§ **WHAT THE TASK ASKS**
Starting at the line that contains "In the photo above, each instance of the deer mouth" and ending at the final line of the data, recast those lines as a JSON list of strings with one string per line, omitting any blank lines.

§ **MATERIAL FOR THE TASK**
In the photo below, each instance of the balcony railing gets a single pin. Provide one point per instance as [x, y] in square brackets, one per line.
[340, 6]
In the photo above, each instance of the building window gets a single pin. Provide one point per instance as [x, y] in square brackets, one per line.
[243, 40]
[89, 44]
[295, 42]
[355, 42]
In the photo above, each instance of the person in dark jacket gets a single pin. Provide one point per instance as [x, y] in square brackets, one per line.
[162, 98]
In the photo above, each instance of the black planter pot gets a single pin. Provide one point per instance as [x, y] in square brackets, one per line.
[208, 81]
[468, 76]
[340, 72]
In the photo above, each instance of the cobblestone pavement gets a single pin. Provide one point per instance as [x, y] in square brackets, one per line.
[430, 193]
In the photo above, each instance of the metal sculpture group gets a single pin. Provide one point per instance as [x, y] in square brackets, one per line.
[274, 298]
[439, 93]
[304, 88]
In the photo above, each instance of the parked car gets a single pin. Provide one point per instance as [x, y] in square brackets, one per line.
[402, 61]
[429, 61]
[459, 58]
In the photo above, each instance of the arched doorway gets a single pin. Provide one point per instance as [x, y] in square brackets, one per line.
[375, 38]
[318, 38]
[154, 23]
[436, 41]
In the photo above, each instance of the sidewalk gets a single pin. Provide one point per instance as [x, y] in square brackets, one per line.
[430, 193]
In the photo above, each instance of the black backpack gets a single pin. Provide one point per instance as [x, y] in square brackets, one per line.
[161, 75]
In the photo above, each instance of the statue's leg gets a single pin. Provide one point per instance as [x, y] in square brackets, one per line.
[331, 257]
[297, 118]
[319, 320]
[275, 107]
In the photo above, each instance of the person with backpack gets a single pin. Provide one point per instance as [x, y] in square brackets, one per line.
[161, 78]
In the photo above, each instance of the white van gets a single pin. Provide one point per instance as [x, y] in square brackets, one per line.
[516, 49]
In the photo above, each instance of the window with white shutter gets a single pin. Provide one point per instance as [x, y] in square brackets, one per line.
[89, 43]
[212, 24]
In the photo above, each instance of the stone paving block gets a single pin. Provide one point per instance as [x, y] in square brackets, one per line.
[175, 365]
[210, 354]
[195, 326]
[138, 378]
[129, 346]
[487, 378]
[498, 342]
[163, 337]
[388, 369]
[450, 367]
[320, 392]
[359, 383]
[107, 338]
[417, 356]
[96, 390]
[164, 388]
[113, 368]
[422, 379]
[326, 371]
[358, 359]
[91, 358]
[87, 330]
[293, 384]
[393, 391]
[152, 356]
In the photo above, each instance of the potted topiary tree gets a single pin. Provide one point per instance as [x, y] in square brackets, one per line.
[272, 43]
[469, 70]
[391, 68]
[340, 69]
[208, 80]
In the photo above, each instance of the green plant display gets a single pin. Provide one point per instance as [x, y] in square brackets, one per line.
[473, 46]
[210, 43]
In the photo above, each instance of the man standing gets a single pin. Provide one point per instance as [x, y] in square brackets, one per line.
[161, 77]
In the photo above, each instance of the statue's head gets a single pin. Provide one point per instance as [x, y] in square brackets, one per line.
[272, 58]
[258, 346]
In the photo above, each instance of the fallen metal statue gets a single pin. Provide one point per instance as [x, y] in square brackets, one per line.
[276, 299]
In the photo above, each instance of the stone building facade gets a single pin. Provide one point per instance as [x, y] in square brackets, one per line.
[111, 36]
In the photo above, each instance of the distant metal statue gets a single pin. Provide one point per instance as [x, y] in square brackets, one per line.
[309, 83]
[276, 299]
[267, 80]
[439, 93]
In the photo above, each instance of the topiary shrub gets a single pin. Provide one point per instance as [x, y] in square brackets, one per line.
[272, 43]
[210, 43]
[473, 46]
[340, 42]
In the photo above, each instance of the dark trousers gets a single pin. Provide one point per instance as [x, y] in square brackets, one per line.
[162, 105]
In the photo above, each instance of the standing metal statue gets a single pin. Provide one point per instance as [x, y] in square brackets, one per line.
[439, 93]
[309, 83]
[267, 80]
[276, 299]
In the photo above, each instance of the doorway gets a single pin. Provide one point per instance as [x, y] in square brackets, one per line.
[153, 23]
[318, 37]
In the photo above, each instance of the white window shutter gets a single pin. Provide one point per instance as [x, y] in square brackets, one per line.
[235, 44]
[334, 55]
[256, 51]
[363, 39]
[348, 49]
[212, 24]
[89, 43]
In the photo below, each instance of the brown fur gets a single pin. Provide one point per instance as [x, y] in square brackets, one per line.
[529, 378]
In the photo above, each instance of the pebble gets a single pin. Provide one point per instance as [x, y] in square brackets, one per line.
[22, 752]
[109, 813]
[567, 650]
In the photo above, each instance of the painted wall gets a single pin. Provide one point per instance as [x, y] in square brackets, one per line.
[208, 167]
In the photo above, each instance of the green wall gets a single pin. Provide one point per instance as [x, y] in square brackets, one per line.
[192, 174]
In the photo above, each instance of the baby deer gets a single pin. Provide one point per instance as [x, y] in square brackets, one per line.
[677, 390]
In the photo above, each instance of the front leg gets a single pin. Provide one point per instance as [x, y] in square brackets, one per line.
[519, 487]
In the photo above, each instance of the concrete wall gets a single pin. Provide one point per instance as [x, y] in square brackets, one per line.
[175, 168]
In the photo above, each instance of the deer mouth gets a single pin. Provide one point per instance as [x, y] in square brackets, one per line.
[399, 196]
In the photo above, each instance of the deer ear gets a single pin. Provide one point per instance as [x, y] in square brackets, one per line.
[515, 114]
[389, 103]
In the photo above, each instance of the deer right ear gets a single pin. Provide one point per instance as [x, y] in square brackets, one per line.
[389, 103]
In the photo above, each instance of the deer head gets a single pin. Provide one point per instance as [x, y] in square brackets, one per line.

§ **RESPONSE**
[
  "In the photo above, each instance of the deer mouth gets a single pin. Provide one point per instance as [x, y] in square brackets, one per line.",
  "[399, 196]",
  "In the photo above, each instance of the deer ear gets a single pin. Provide one point per instance as [x, y] in square brackets, one per line.",
  "[515, 114]",
  "[389, 103]",
  "In the photo above, each instance of the deer right ear gets a single pin. Provide one point per instance as [x, y] in square brackets, one per line.",
  "[389, 103]",
  "In the photo above, each instance of the deer head gets a single pin. Provide one point per instance as [x, y] in square brackets, one per line."
]